PROBLEM STATEMENT:
Search the listing below, and show each line that includes the word "jeans".

####################

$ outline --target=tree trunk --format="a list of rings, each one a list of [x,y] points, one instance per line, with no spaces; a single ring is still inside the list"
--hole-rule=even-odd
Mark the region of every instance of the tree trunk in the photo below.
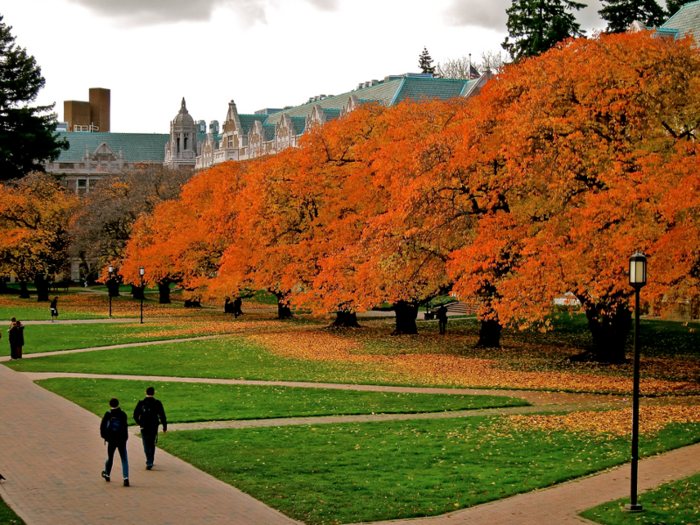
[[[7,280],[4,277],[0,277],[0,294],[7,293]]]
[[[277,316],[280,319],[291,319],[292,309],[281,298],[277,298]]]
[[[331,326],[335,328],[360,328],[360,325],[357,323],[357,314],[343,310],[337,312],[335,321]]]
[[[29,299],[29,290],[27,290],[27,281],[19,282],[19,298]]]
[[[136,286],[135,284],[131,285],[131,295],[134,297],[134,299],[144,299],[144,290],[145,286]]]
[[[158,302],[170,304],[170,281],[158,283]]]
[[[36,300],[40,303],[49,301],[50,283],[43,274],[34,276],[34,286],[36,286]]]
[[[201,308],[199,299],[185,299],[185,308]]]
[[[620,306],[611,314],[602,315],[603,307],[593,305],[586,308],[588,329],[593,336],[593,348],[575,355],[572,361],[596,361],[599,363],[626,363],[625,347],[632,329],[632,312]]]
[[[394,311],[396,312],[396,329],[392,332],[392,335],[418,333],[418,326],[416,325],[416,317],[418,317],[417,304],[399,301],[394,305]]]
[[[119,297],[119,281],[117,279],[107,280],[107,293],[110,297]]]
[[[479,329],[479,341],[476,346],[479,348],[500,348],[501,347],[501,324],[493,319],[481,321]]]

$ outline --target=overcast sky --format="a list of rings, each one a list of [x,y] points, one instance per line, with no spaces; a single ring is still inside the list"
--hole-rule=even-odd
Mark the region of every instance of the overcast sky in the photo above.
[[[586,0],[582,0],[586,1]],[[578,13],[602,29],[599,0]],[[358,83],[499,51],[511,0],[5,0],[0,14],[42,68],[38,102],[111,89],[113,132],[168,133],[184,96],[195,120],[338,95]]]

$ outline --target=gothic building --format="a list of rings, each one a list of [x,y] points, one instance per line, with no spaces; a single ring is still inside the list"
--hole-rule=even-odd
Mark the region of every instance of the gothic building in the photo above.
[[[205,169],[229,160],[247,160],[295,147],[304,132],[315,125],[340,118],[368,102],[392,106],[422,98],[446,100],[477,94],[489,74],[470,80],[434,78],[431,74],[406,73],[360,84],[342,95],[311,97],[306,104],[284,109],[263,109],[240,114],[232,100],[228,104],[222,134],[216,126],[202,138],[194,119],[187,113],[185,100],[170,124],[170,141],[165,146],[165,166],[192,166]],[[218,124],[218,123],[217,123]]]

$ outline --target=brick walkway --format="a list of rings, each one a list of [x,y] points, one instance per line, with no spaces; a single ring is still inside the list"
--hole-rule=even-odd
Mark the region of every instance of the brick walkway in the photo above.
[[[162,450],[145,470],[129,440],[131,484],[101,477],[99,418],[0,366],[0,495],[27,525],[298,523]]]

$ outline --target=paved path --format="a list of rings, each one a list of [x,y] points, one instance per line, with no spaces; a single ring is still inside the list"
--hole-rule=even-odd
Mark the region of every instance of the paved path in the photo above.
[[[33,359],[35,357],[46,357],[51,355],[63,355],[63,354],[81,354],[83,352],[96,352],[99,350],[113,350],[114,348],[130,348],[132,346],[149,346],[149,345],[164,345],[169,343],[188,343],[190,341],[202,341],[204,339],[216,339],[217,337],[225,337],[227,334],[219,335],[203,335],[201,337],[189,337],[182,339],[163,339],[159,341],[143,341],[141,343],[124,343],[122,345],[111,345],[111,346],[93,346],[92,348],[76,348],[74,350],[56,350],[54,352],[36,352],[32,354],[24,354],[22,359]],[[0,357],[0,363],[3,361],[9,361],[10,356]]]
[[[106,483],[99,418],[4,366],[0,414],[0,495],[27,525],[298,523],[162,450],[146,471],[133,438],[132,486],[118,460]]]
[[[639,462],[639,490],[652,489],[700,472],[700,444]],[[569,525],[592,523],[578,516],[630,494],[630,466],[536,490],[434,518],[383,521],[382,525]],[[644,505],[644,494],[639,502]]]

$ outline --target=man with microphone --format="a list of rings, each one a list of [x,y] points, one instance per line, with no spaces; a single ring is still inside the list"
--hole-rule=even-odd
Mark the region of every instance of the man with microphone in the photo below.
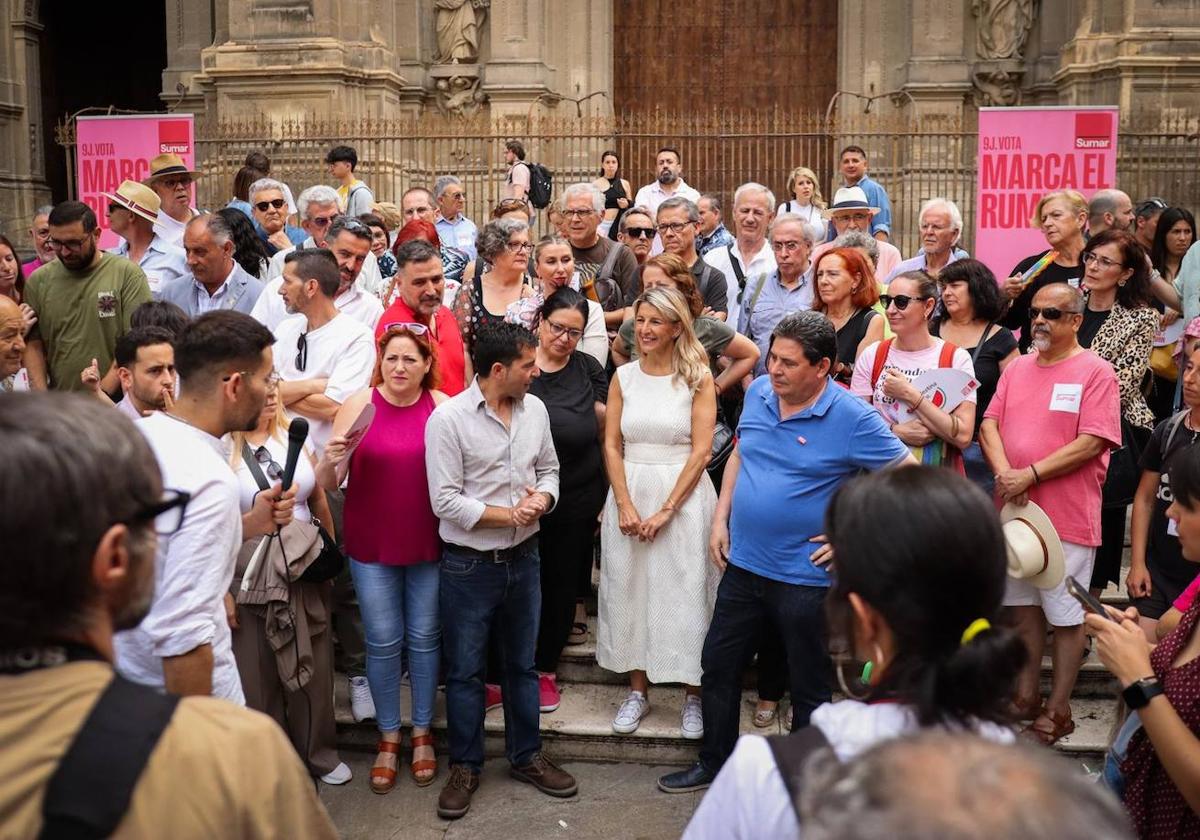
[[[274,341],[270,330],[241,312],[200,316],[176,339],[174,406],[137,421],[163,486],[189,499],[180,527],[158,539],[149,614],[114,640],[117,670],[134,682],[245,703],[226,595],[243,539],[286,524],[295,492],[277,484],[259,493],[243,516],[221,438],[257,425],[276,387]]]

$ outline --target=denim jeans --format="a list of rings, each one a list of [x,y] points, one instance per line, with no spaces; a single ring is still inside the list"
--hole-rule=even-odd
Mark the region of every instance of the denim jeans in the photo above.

####################

ANSWER TO THE EXERCISE:
$ outline --target=denim jeans --format="a list of rings, each one a list of [x,y] points, one instance per line, with no spaces; a single ring is still inside the list"
Mark the region of every instance of the denim jeans in the photo above.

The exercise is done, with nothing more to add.